* GIVEN EXERCISE
Rewrite every one of the records below, changing "instance" to "object" wherever it appears and leaving everything else as is. Leave the pictures out of your answer.
======
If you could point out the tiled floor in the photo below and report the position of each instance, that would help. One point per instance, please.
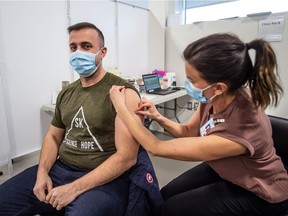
(166, 169)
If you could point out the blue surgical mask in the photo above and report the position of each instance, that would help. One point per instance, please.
(83, 62)
(196, 93)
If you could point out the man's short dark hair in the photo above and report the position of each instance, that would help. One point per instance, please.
(83, 25)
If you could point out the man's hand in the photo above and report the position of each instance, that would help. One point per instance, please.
(61, 196)
(42, 186)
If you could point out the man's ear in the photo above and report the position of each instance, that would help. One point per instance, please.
(103, 52)
(220, 88)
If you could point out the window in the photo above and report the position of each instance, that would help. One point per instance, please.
(207, 10)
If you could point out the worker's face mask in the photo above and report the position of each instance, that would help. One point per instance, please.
(84, 62)
(197, 93)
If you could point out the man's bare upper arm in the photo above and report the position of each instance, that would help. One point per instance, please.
(124, 141)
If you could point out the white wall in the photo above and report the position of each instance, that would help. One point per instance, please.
(34, 61)
(178, 37)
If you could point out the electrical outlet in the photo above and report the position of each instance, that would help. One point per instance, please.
(189, 105)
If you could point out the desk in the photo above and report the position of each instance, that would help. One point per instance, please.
(156, 99)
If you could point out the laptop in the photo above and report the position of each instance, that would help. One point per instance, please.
(152, 85)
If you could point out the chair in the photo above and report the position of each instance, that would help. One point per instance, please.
(280, 137)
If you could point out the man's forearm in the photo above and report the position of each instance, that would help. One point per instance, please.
(49, 153)
(112, 168)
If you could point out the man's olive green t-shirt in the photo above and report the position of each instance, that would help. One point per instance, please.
(88, 117)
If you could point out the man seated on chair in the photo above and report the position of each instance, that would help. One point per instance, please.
(87, 151)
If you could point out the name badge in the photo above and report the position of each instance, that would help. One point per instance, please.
(207, 126)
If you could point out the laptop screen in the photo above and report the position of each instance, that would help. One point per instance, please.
(151, 82)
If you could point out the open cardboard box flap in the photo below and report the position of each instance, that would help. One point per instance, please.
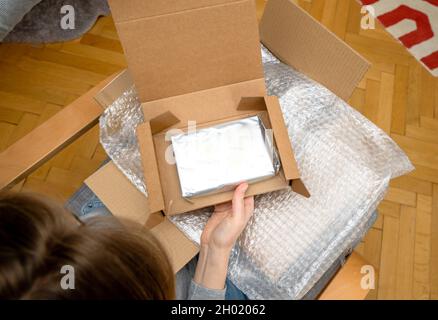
(287, 30)
(224, 104)
(127, 203)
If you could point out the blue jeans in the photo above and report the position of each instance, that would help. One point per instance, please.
(84, 203)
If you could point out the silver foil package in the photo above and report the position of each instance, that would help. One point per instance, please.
(345, 161)
(218, 158)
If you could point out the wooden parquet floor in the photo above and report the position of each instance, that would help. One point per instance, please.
(397, 94)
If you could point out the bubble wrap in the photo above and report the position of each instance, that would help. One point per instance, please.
(346, 163)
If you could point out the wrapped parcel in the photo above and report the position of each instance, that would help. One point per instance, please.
(217, 158)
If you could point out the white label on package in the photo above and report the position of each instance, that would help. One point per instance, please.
(218, 158)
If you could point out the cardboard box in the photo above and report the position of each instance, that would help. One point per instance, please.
(285, 29)
(197, 61)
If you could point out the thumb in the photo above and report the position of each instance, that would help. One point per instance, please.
(238, 200)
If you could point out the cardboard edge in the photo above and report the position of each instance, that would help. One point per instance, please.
(113, 90)
(178, 247)
(150, 167)
(281, 17)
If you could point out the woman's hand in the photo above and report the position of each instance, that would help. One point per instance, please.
(228, 221)
(219, 236)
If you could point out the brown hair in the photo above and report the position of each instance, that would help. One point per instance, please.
(38, 238)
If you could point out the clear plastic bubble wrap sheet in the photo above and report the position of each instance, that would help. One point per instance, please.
(345, 161)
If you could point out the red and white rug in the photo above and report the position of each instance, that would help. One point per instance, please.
(414, 23)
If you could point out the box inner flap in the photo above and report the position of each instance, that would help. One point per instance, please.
(297, 39)
(126, 202)
(176, 204)
(191, 50)
(203, 106)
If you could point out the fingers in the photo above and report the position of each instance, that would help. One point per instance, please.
(238, 200)
(223, 207)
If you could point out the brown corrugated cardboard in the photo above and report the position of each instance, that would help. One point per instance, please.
(177, 47)
(127, 203)
(223, 104)
(286, 30)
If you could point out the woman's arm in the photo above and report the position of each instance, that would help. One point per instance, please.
(218, 238)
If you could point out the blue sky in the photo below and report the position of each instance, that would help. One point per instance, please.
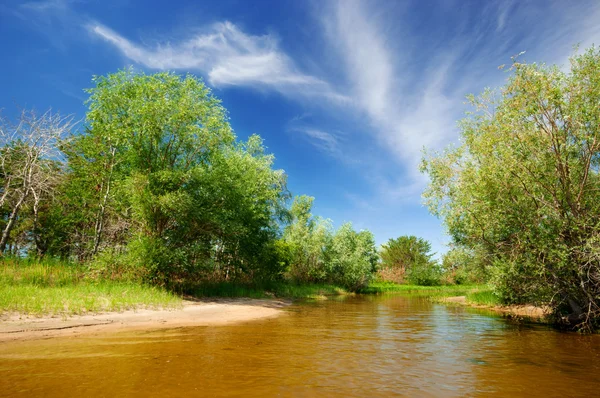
(345, 93)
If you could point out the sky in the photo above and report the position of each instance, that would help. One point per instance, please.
(347, 94)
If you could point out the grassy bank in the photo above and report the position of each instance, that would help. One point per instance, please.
(270, 290)
(53, 287)
(474, 294)
(50, 287)
(433, 291)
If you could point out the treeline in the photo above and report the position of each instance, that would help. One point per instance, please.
(521, 195)
(154, 186)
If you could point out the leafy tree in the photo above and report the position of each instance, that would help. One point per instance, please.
(413, 257)
(353, 257)
(309, 239)
(523, 187)
(317, 254)
(165, 186)
(463, 266)
(30, 168)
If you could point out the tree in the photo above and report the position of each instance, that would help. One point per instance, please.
(318, 254)
(164, 185)
(523, 187)
(30, 166)
(412, 257)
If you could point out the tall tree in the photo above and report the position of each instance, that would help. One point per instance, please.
(524, 186)
(30, 165)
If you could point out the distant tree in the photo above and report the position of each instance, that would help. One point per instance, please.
(413, 257)
(30, 167)
(318, 254)
(524, 187)
(165, 187)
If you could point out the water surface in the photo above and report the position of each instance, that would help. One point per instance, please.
(361, 346)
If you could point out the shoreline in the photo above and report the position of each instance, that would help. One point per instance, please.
(209, 312)
(533, 313)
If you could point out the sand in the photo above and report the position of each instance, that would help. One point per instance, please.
(193, 313)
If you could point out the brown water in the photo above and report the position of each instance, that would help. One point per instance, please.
(364, 346)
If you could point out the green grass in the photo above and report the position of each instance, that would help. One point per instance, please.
(434, 291)
(54, 288)
(278, 289)
(483, 297)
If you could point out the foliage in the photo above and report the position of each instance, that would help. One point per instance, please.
(165, 185)
(463, 266)
(156, 188)
(413, 257)
(317, 254)
(523, 188)
(59, 288)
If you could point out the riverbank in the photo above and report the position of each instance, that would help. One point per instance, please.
(529, 312)
(191, 313)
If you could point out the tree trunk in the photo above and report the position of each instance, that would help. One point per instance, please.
(102, 210)
(11, 223)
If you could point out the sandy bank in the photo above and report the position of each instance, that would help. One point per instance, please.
(520, 311)
(193, 313)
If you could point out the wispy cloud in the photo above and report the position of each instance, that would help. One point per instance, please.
(228, 57)
(328, 142)
(412, 90)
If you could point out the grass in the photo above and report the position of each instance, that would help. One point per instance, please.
(433, 291)
(277, 289)
(58, 288)
(483, 297)
(53, 288)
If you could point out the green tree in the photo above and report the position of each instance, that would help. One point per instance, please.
(318, 254)
(163, 184)
(523, 187)
(413, 257)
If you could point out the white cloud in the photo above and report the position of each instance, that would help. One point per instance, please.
(412, 87)
(228, 57)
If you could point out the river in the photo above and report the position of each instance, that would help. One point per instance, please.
(359, 346)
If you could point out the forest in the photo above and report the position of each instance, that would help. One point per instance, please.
(154, 188)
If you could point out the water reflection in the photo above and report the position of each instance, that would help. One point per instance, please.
(364, 346)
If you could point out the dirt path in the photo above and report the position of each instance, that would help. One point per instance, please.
(193, 313)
======
* TASK SOLUTION
If you could point out the tiled floor in the photo below and report the position of each object, that would help. One point per object, please.
(166, 169)
If you could point out the blue surgical mask in the photo above and report the position of each object, that would help. One point per object, please.
(83, 62)
(196, 93)
If you could point out the man's short dark hair in the photo above and report the position of each object, that would help. One point per object, please.
(83, 25)
If you could point out the man's hand in the photo above and report the position of each object, that would help. One point per object, please.
(61, 196)
(42, 186)
If you could point out the man's ear in the photo above and report the position of each object, that would help. One point per object, please.
(103, 52)
(220, 88)
If you could point out the window in the photo above and report the position of each object, that would help. One point per object, please.
(207, 10)
If you could point out the worker's face mask in the photo above and report the position of each object, that would help. One point per object, please.
(84, 62)
(197, 93)
If you could point out the man's bare upper arm in the photo above and report the position of each object, that would help. One point per object, please.
(124, 141)
If you could point out the white wall in the photo above and report the position of each object, that would help. One point per object, please.
(34, 61)
(178, 37)
If you could point out the electrical outlet in the photo above and report the position of each object, that would help. One point per object, please.
(189, 105)
If you could point out the desk in the photo above and report the position of each object, that would help. One point per object, please.
(156, 99)
If you could point out the laptop in the photo above and report the position of each object, that would help. One point per object, please.
(152, 85)
If you could point out the chair in the photo above and report the position of each object, that would help. One point per object, please.
(280, 137)
If you could point out the man's forearm in the photo above and report the position of each object, that would help. One point per object, please.
(49, 153)
(112, 168)
If you could point out the man's olive green t-shirt in the photo above and report the position of each object, that would help. One point per object, please.
(88, 117)
If you could point out the man seated on chair in the photo above and report the position of each object, that would help. One point per object, please.
(87, 151)
If you could point out the name badge in the photo above and report the position of each object, that would help. One point per object, please.
(207, 126)
If you could point out the laptop screen in the photo above and report the position of each object, that would help. One point per object, please.
(151, 82)
If you could point out the open cardboard box flap in the photo below and report the position of each object, that would help. One point per object, please.
(287, 30)
(224, 104)
(127, 203)
If you could point out the blue jeans in the photo above and report the position of each object, that would help. One point per object, please.
(84, 203)
If you could point out the silver foil package in the photo above and report the position of each object, that would help. One point per object, please.
(345, 161)
(218, 158)
If you could point out the wooden parquet floor in the photo above and report the position of each object, that would help. One point per object, please.
(397, 94)
If you could point out the bubble wrap in the photo above and report the position of each object, that would help. One point per object, please.
(346, 163)
If you could point out the wrapped parcel in the photo above and report the position of each object, that would help. One point per object, please.
(217, 158)
If you could point out the white label on package in the photo above and report the position of each object, that would help. One point per object, please.
(218, 158)
If you could point out the cardboard box in the photo above and report the position of each object, that would help. One point per object, please.
(285, 29)
(197, 61)
If you could point out the thumb in the photo above and report the position of each object, that would help. One point per object, please.
(238, 200)
If you could point out the cardboard edge in the photo above and report the position of each object, that would help. One point per object, please.
(113, 90)
(178, 247)
(150, 167)
(281, 17)
If you could point out the woman's hand in the photo above and report the position of each object, that would help. One point per object, please.
(228, 221)
(219, 236)
If you could point out the brown hair in the photo above and report the position of each object, that would help. One point per object, please.
(38, 238)
If you could point out the clear plastic bubble wrap sheet in the photo above and report the position of each object, that would help. One point per object, please.
(345, 161)
If you could point out the red and white rug in the photo above and report the position of each object, that would help. One point per object, please.
(414, 23)
If you could point out the box inner flap in the photo above and report the position of each object, that would help. One point per object, please.
(297, 39)
(126, 202)
(176, 204)
(191, 50)
(203, 106)
If you could point out the fingers in the photo above and report the position of each object, that would help. One point per object, please.
(238, 200)
(223, 207)
If you could point out the brown corrugated cardboard in the photo above and report the position of each object, that would help. One point per object, please.
(177, 47)
(127, 203)
(223, 104)
(286, 30)
If you could point out the woman's arm in the photo above and report the position of each object, that would help. One point per object, please.
(218, 238)
If you could point out the blue sky in the photo below and report the position of each object, that would help. One point per object, please.
(345, 93)
If you could point out the sky in the photo above and report the position of each object, that would help. One point per object, please.
(347, 94)
If you could point out the grassy bank in the photo above and report the position of each object, that would help. One point per object, please.
(270, 290)
(53, 287)
(474, 294)
(50, 287)
(433, 291)
If you could point out the treeline in the photo above and report the position of each object, that would help. One point per object, please.
(521, 195)
(154, 186)
If you could point out the leafy tree in the photo above and report the position of each object, that would help. One point per object, please.
(413, 257)
(353, 257)
(309, 239)
(523, 187)
(317, 254)
(165, 186)
(463, 266)
(30, 168)
If you could point out the tree in the photo above and report the position of each object, that would help. One point per object, please.
(318, 254)
(164, 185)
(523, 187)
(30, 166)
(412, 257)
If you could point out the tall tree in the photo above and report the position of each object, that would help. One point per object, please.
(524, 186)
(30, 165)
If you could point out the distant tree in the photo above and report the position of each object, that would help. One point per object, please.
(413, 257)
(30, 167)
(318, 254)
(524, 187)
(165, 187)
If you could point out the water surface in the photo above and report the position of each object, that would help. One point per object, please.
(361, 346)
If you could point out the shoreline in the photo above and report the position of each object, that would help. One point per object, please.
(209, 312)
(533, 313)
If you could point out the sand in the photo above and report the position of each object, that would help. One point per object, please.
(193, 313)
If you could point out the brown water in the photo above and report the position of each object, that would help. One point per object, please.
(364, 346)
If you could point out the green grass in the photo above and report the position of each object, that would help. One point per object, please.
(434, 291)
(54, 288)
(278, 289)
(483, 297)
If you could point out the foliage in the photo above and report the position of each object, that would help. One point per object, please.
(165, 185)
(463, 266)
(156, 188)
(413, 257)
(317, 254)
(523, 188)
(59, 288)
If you could point out the riverbank in the photo above and report the position of each object, that would help. One point per object, please.
(529, 312)
(191, 313)
If you could point out the tree trunk in the photo above and report the position of each object, that would help. One point per object, please.
(102, 210)
(11, 223)
If you could point out the sandy bank in the photo above and report the position of each object, that would help. One point per object, please.
(520, 311)
(193, 313)
If you could point out the wispy cloud in the photo above and report the position of each object, that would help. One point per object, please.
(228, 57)
(328, 142)
(412, 90)
If you could point out the grass in the photo above and report the position of each object, that would help. One point per object, please.
(433, 291)
(277, 289)
(58, 288)
(483, 297)
(53, 288)
If you could point out the green tree in the photo above and report the position of each object, that would help. One point per object, please.
(318, 254)
(163, 184)
(523, 187)
(413, 257)
If you could point out the white cloud in the photo above and report the position of each object, that would help. One point per object, please.
(412, 87)
(228, 57)
If you could point out the river in the photo above and report the position of each object, that would help. One point per object, please.
(359, 346)
If you could point out the forest in the photo above and report the position of each object, that would help. One point per object, please.
(154, 188)
If you could point out the water reflection in the photo above and report the position of each object, that would help. One point per object, please.
(364, 346)
If you could point out the dirt path in the photo above and report the position of each object, that would help. One point per object, please.
(193, 313)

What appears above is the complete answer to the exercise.